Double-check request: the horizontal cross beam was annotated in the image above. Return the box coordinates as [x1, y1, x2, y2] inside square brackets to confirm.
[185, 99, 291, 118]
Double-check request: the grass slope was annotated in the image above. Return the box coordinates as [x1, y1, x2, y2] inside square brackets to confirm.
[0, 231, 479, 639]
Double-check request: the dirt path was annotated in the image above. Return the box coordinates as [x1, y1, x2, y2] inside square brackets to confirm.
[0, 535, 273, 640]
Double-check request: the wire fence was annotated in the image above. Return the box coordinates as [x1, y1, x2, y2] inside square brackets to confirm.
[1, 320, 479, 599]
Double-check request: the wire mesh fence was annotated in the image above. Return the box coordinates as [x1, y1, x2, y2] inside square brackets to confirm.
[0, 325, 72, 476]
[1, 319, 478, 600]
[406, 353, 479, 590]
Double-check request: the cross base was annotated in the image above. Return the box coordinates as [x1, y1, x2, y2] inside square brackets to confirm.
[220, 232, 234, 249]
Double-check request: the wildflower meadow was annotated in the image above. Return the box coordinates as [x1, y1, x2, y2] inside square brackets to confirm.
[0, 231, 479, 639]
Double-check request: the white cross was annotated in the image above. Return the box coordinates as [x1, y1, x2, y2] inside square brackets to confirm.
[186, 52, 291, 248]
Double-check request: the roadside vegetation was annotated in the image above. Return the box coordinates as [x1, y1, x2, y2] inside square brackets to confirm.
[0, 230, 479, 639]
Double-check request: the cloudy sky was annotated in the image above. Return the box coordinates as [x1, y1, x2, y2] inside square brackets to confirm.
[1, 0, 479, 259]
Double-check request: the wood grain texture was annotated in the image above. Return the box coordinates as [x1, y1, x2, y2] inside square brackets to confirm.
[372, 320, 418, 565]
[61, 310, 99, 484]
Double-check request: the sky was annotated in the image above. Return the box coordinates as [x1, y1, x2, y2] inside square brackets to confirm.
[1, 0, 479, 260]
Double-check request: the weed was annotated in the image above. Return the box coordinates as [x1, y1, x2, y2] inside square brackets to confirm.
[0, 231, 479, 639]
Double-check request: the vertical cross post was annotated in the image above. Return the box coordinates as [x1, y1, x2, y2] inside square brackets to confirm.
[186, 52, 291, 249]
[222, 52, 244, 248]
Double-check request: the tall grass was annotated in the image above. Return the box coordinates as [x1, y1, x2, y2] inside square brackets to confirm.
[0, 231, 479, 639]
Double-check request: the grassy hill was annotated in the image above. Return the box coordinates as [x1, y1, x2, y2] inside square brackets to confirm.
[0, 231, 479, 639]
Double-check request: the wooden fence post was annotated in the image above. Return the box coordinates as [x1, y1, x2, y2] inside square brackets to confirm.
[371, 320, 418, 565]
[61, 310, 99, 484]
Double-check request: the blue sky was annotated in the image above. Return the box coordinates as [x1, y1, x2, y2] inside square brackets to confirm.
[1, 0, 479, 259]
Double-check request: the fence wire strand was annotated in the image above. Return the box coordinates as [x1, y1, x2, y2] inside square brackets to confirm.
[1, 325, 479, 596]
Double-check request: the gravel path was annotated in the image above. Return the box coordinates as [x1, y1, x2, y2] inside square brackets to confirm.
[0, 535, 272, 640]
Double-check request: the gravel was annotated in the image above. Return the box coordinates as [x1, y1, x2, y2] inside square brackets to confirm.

▶ _WHAT YOU ARE ASKED TO DO_
All the material, top to bottom: write it out again precisely.

▶ _REPLY_
Double-check request: the horizontal cross beam was annotated in the image above. Return the box coordinates as [x1, y1, x2, y2] inside square brackets to confirm.
[185, 99, 291, 118]
Double-check request: the grass slope was annotated in the image above. Return the box coordinates as [x1, y1, x2, y2] inside square brackets to confirm.
[0, 231, 479, 639]
Double-check request: the dirt path was annotated in the image above. Return the box coordinates as [x1, y1, x2, y2] inside square brackets to confirm.
[0, 535, 273, 640]
Double-check request: the wire fence was annotated in the image above. Return the box coordinates as [x1, y1, x2, y2] inside square brackets to confirm.
[1, 320, 479, 599]
Double-check request: the wire mesh fence was annotated in the image above. Return the box coordinates as [x1, y1, x2, y2] inside square brackets to confirm.
[0, 325, 72, 476]
[1, 319, 478, 600]
[406, 353, 479, 590]
Double-check request: the cross base was annotated in the image above. Return the box coordinates as [x1, y1, x2, y2] inside square brackets to confirm.
[220, 232, 234, 249]
Double-check request: the wildflower meadow was annotated in the image above. Return the box coordinates as [x1, y1, x2, y2] inside square brackets to confirm.
[0, 231, 479, 639]
Double-check request: the white cross was annotated in the image above. Return the box coordinates as [x1, y1, x2, y2] inside square brackets to confirm.
[186, 52, 291, 248]
Double-check request: the roadside vegetation was annotated in the image above. Return the box coordinates as [x1, y1, x2, y2] inside square brackets to confirm.
[0, 230, 479, 639]
Double-check request: the cloudy sky was annotated in the image above. Return the box coordinates as [x1, y1, x2, y2] inside square brackets to confirm.
[1, 0, 479, 259]
Double-check request: the wood grain texture was annotated in the image above. Return the box coordinates as [x1, y1, x2, y2] inside square brackets to confirm.
[372, 320, 418, 565]
[61, 310, 99, 484]
Double-check request: the sky was annotated in the image above. Return the box coordinates as [x1, y1, x2, y2] inside square brackets to confirm.
[1, 0, 479, 260]
Double-check request: the weed was annotated in the image above. Return the box coordinates as [x1, y1, x2, y2] inside square brackets to confirm.
[0, 231, 479, 639]
Double-check request: the vertical cross post was annotated in the image above. Return the box coordinates as [x1, y1, x2, y2] inside square brackets to confirm.
[186, 52, 291, 249]
[222, 52, 244, 248]
Double-check request: the tall grass was annotated in the image above. Return the box coordinates as [x1, y1, x2, y2] inside square brackets to confirm.
[0, 231, 479, 639]
Double-check request: the grassy hill was annotated in the image above. Return the box coordinates as [x1, y1, x2, y2] inside square brackets to confirm.
[0, 231, 479, 639]
Double-check request: the wooden fence post was annotated in the image above. Return the box coordinates as [x1, y1, x2, y2] inside square brackets to confirm.
[371, 320, 418, 565]
[61, 310, 99, 484]
Double-check request: the blue sky was annotated in the image above. Return the box coordinates as [x1, y1, x2, y2] inside square brackets to confirm.
[1, 0, 479, 259]
Double-check request: the fence wire strand was annotated in the image above. Return the box coordinates as [x1, y1, x2, y2] inside square brackets to confirm.
[1, 325, 479, 596]
Double-check request: the gravel path was annotated in the image above. Return the box coordinates as [x1, y1, x2, y2] inside square brackets to confirm.
[0, 535, 272, 640]
Double-check request: the gravel was annotated in the image above. Return the box coordinates as [x1, y1, x2, y2] inside square brackets to confirm.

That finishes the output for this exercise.